- Your task -
Copy every entry below line for line, with each character, space, and symbol kept the same.

- Records for this task -
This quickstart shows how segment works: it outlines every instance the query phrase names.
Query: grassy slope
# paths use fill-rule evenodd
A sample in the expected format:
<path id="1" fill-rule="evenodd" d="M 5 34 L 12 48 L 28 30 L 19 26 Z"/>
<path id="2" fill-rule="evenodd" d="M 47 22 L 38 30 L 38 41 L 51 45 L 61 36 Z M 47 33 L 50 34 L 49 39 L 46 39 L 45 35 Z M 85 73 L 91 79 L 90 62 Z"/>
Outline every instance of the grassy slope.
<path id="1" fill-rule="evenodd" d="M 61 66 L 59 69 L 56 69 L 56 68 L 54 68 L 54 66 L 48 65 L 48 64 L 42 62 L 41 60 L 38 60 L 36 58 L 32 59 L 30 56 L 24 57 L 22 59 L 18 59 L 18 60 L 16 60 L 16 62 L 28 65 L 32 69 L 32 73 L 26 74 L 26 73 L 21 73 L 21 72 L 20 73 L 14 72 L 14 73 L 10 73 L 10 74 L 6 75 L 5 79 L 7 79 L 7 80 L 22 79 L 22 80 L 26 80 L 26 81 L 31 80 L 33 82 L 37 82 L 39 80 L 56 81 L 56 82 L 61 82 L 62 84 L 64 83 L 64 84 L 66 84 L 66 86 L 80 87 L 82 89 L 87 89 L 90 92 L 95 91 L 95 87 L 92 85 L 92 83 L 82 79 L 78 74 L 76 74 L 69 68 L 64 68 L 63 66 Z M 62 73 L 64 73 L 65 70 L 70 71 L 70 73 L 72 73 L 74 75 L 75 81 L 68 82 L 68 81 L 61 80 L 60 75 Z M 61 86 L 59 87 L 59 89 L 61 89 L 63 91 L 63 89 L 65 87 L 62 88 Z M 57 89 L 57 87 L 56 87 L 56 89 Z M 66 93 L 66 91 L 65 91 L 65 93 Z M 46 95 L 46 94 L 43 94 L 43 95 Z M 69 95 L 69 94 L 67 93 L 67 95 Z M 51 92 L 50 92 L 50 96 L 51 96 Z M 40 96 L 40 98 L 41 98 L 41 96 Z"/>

- Expected answer -
This quickstart shows how segment works: it outlines every instance the query phrase names.
Query: grassy slope
# paths use fill-rule evenodd
A sample in the expected format:
<path id="1" fill-rule="evenodd" d="M 5 34 L 12 48 L 28 30 L 19 26 Z"/>
<path id="2" fill-rule="evenodd" d="M 47 22 L 38 30 L 38 41 L 51 45 L 61 36 Z M 47 33 L 50 34 L 49 39 L 46 39 L 45 35 Z M 85 73 L 91 79 L 90 62 Z"/>
Outline every instance of the grassy slope.
<path id="1" fill-rule="evenodd" d="M 61 66 L 59 69 L 56 69 L 56 68 L 54 68 L 54 66 L 48 65 L 48 64 L 42 62 L 41 60 L 38 60 L 36 58 L 32 59 L 30 56 L 24 57 L 22 59 L 18 59 L 18 60 L 16 60 L 16 62 L 28 65 L 32 69 L 32 73 L 26 74 L 26 73 L 21 73 L 21 72 L 20 73 L 14 72 L 14 73 L 10 73 L 10 74 L 6 75 L 5 79 L 7 79 L 7 80 L 22 79 L 22 80 L 26 80 L 26 81 L 31 80 L 33 82 L 37 82 L 39 80 L 56 81 L 56 82 L 61 82 L 62 84 L 64 83 L 64 84 L 66 84 L 66 86 L 80 87 L 82 89 L 87 89 L 90 92 L 95 91 L 95 87 L 92 85 L 92 83 L 82 79 L 78 74 L 76 74 L 69 68 L 64 68 L 63 66 Z M 62 73 L 64 73 L 65 70 L 70 71 L 70 73 L 72 73 L 74 75 L 75 81 L 68 82 L 68 81 L 61 80 L 60 75 Z M 61 86 L 59 87 L 59 89 L 61 89 L 63 91 L 63 89 L 65 87 L 62 88 Z M 57 89 L 57 87 L 56 87 L 56 89 Z M 66 93 L 66 91 L 65 91 L 65 93 Z M 46 95 L 46 94 L 43 94 L 43 95 Z M 69 95 L 69 94 L 67 93 L 67 95 Z M 51 92 L 50 92 L 50 96 L 51 96 Z M 40 96 L 40 98 L 41 98 L 41 96 Z"/>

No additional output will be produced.